━━━ SELECTED PASSAGE

New product R+D – mainly optical!

The latest Cryptospiridium scare in Northamptonshire produced a plea from GB Environmental that the use of UV disinfection systems should be reviewed in the UK, following the lead of the US (and various other EU countries) where potable water use of the technology is widely accepted. Many such case studies have been reported, for both drinking water and pharmaceutical pure water applications (Link). Another health topic comes from the University of Southampton report on the positive effects copper surfaces have on eliminating C.diff bacteria: whether this is ‘process industry’ related I’m not quite sure, but it interested me.

━━━━━━
━━━ DATA UNDER STUDY

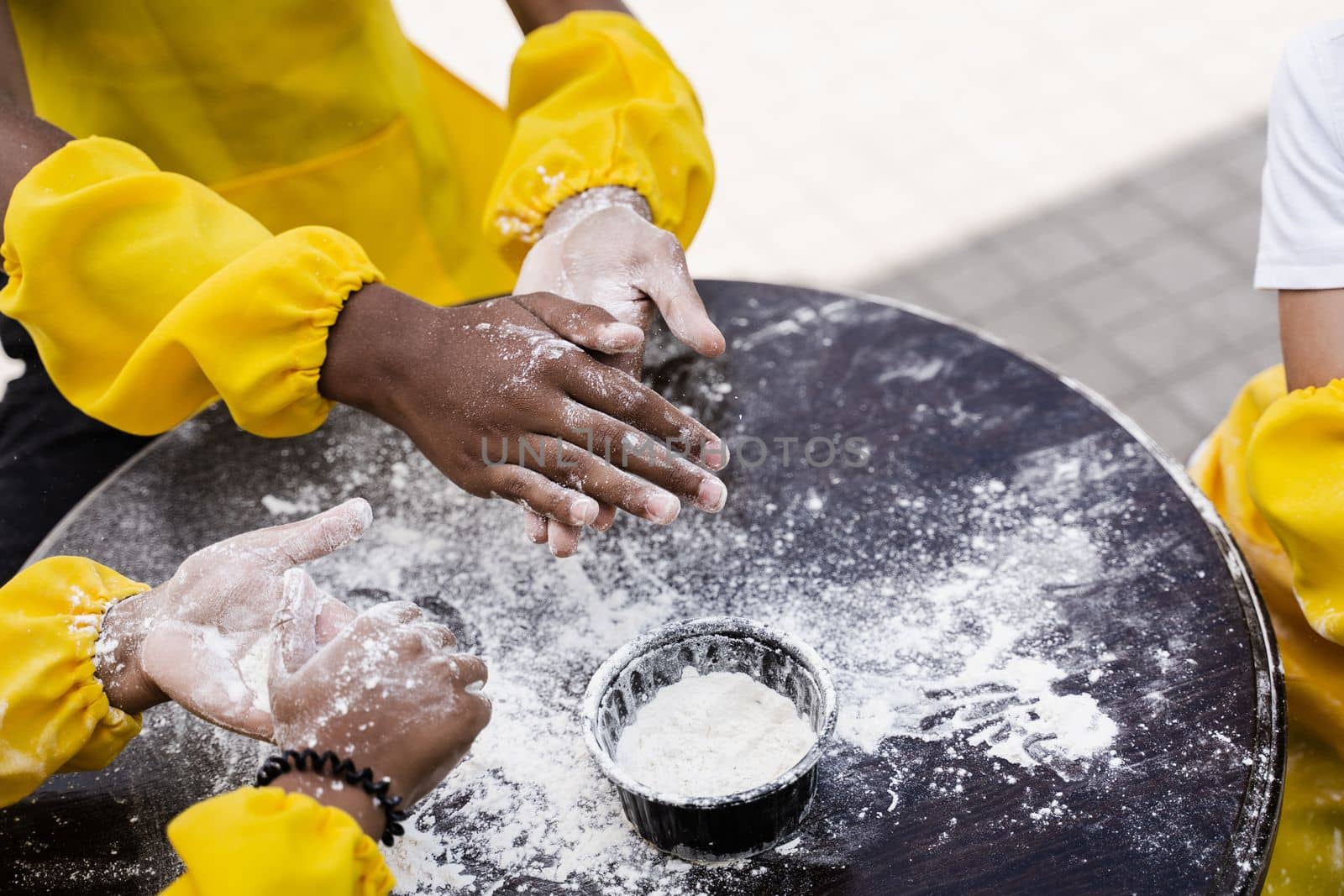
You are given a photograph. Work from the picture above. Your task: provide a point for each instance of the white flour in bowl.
(714, 735)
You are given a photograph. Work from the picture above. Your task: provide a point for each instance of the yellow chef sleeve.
(261, 841)
(595, 102)
(150, 296)
(54, 715)
(1294, 472)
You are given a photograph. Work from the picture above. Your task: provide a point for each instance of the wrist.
(118, 654)
(373, 348)
(338, 794)
(591, 201)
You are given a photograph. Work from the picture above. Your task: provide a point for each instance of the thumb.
(671, 288)
(293, 629)
(324, 533)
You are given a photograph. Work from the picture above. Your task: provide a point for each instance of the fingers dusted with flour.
(201, 638)
(506, 417)
(389, 691)
(602, 249)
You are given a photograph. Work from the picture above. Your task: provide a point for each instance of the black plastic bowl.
(732, 825)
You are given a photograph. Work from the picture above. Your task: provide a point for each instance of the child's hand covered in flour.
(601, 248)
(187, 640)
(503, 398)
(389, 692)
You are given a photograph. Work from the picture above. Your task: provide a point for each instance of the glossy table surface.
(999, 520)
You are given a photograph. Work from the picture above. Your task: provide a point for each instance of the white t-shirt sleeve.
(1301, 241)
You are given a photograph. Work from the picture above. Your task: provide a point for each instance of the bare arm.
(534, 13)
(1310, 325)
(24, 139)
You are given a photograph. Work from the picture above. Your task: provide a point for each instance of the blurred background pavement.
(1079, 179)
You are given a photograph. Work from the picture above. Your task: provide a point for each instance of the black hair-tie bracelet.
(342, 770)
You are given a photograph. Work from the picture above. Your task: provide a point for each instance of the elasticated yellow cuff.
(259, 841)
(1294, 473)
(597, 102)
(150, 296)
(55, 715)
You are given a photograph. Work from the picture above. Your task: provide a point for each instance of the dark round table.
(1053, 668)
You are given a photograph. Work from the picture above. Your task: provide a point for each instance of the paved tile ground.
(1140, 289)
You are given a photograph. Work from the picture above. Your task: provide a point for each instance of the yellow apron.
(244, 167)
(300, 112)
(1268, 468)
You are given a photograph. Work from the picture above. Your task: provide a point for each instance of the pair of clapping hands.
(535, 398)
(385, 687)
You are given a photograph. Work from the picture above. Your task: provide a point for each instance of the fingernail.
(584, 511)
(716, 454)
(663, 508)
(711, 496)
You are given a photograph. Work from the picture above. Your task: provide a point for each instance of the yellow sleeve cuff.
(54, 715)
(597, 102)
(260, 841)
(150, 296)
(1294, 470)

━━━━━━

◆ WHAT TO WORK ON ◆
In the passage on new product R+D, what did GB Environmental call for after the latest scare in Northamptonshire? The items above have no role here.

◆ EXERCISE RESULT ◆
It called for the use of UV disinfection systems to be reviewed in the UK.